------ Material provided

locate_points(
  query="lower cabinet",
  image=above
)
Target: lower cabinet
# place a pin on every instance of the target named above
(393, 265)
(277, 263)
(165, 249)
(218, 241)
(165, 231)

------------

• What you need to do
The required output is an exact retyping of the lines from the one that contains "image=above" through the last line of the material above.

• Answer for the task
  image=above
)
Target: lower cabinet
# place a pin on every instance of the target named above
(393, 265)
(277, 263)
(165, 249)
(218, 241)
(165, 231)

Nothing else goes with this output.